[EXTRACT PROVIDED]
* Begin *
Gothard's ATI is the largest distributor of homeschooling material in the US:
2003--1,096,000 estimated homeschool children K-12, a 29% increase from 1999 which showed 850,000 students (general population increased only 1%) (NCES)

2007-2008--2.0 to 2.5 million homeschooled students K-12 (NHERI)
Home education grows about 5-12% per year(NHERI)
I am told by many liberals that it's wrong to be concerned about the fact that Daniel Webster is one of the most powerful people in the nation. Or that others like him, including Jim Bob Duggar, are in politics. And I just can't go along with that. As far as I'm concerned it's the same thing as ignoring the rise of the Taliban back in the 1990s, when people like Grover Norquist and Dana Rohrabacher were extolling their virtues as men of God who were bringing order to chaos in Afghanistan while women's rights groups like RAWA were desperately trying to get the word out about the repression of women. We were told that women's rights have different cultural meanings and that it was inappropriate to be concerned. I don't think that worked out very well.

The fact is that women's rights are human rights and when patriarchal religious fundamentalists of any stripe become political everyone should be concerned, because it isn't "just about women" (although that's an offensive way to think about it in itself) it's about men too. These people are authoritarians and should be exposed for what they are.
* End *
[LIST OF TASKS]
A. Print the stretch of the homeschooling passage from "I am told by" through "out very well.".
B. Decide whether each statement agrees with the homeschooling passage. Answer yes or no for each, and quote the deciding words of the passage exactly. (i) The 2003 homeschool estimate was a 29% increase from 1999. (ii) Home education grows about 20% per year. (iii) Grover Norquist warned about the Taliban's repression of women.
C. Write the next part of the homeschooling passage, continuing on from its final sentence.

[PROVIDED INFORMATION]
* Begin *
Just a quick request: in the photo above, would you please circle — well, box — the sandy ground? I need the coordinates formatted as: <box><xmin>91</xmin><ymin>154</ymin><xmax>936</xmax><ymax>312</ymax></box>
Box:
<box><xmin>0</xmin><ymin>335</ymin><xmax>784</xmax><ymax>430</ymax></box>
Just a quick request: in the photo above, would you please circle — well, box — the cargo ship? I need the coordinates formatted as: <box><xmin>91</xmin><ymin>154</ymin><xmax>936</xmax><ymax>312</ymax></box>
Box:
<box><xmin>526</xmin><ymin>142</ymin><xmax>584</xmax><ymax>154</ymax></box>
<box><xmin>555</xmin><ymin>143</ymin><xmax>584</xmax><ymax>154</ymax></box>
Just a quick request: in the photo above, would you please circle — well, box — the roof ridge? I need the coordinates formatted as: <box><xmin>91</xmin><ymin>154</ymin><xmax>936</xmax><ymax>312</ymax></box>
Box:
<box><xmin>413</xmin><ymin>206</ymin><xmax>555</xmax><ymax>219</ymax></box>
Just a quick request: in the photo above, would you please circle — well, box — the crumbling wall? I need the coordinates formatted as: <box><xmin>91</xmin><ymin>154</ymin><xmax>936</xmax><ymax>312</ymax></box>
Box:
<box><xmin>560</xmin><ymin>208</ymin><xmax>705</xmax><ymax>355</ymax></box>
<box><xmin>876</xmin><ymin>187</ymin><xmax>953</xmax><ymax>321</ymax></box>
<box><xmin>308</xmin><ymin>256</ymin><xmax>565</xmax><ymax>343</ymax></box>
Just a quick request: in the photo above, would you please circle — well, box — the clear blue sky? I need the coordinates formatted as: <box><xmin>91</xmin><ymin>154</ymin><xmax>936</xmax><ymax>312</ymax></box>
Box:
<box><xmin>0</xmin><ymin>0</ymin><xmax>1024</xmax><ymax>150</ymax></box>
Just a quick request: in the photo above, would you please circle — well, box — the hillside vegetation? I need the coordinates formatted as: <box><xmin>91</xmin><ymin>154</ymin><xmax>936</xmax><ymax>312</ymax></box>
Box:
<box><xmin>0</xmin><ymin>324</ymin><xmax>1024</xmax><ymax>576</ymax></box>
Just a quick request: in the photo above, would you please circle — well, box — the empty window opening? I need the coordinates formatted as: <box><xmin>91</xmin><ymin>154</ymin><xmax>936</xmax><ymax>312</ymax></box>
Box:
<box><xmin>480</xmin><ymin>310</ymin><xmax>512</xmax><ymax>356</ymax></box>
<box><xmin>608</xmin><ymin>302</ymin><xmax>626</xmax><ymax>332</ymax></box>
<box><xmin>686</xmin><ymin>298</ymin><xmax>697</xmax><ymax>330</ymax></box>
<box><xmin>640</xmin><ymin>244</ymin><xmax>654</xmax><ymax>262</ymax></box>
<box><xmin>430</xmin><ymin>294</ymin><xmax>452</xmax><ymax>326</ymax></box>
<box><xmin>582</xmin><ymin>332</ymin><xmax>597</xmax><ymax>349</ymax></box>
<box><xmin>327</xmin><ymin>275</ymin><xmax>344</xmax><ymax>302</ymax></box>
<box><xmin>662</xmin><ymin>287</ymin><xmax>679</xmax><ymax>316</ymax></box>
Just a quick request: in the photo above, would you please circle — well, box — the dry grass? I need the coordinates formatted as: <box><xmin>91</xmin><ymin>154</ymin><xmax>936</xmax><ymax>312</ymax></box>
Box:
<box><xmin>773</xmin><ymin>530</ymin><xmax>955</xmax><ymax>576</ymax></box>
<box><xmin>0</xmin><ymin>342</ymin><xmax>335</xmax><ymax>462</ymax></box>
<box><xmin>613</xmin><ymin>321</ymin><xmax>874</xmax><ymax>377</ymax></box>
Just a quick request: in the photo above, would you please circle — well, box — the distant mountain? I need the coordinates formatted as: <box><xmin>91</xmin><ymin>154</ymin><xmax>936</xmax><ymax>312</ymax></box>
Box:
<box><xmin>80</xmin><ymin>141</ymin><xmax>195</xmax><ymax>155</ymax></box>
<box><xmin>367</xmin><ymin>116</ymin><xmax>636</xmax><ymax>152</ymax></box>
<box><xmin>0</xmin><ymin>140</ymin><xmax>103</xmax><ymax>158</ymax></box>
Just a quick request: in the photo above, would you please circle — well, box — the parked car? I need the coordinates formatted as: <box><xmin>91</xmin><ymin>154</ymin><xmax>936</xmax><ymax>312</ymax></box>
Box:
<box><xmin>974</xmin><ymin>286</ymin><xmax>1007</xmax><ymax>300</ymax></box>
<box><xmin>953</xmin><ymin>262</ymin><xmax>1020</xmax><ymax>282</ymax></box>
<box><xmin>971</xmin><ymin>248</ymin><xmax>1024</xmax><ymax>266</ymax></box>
* End *
[SOLVED TASKS]
A.
I am told by many liberals that it's wrong to be concerned about the fact that Daniel Webster is one of the most powerful people in the nation. Or that others like him, including Jim Bob Duggar, are in politics. And I just can't go along with that. As far as I'm concerned it's the same thing as ignoring the rise of the Taliban back in the 1990s, when people like Grover Norquist and Dana Rohrabacher were extolling their virtues as men of God who were bringing order to chaos in Afghanistan while women's rights groups like RAWA were desperately trying to get the word out about the repression of women. We were told that women's rights have different cultural meanings and that it was inappropriate to be concerned. I don't think that worked out very well.

B.
(i) Yes: "a 29% increase from 1999"
(ii) No: "Home education grows about 5-12% per year"
(iii) No: "people like Grover Norquist and Dana Rohrabacher were extolling their virtues as men of God"

C.
Grayson tried to do that and used the "T" word, which is out of bounds because apparently Americans can never be compared to anything evil, whether historical or contemporary, even if the analogy is extremely apt. He got hammered not only for being imprecise in his ad but for taking on his opponents fringe religious views at all. I'm sure it was noted by other politicians and it will be a cold day in hell before anyone does it again. And that's too bad because Grayson was right. Webster is a member of a fringe, patriarchal cult that is as far out of the Christian mainstream as the Taliban is outside the mainstream of Islam which gained power through their political efforts. Let's hope the Christian Reconstructionists in the Tea Party (and there are many) don't have similar success. It may be unlikely but the fact that it's becoming increasingly impossible to even talk about this in real terms means I doubt anyone would even know it's happened until after the fact.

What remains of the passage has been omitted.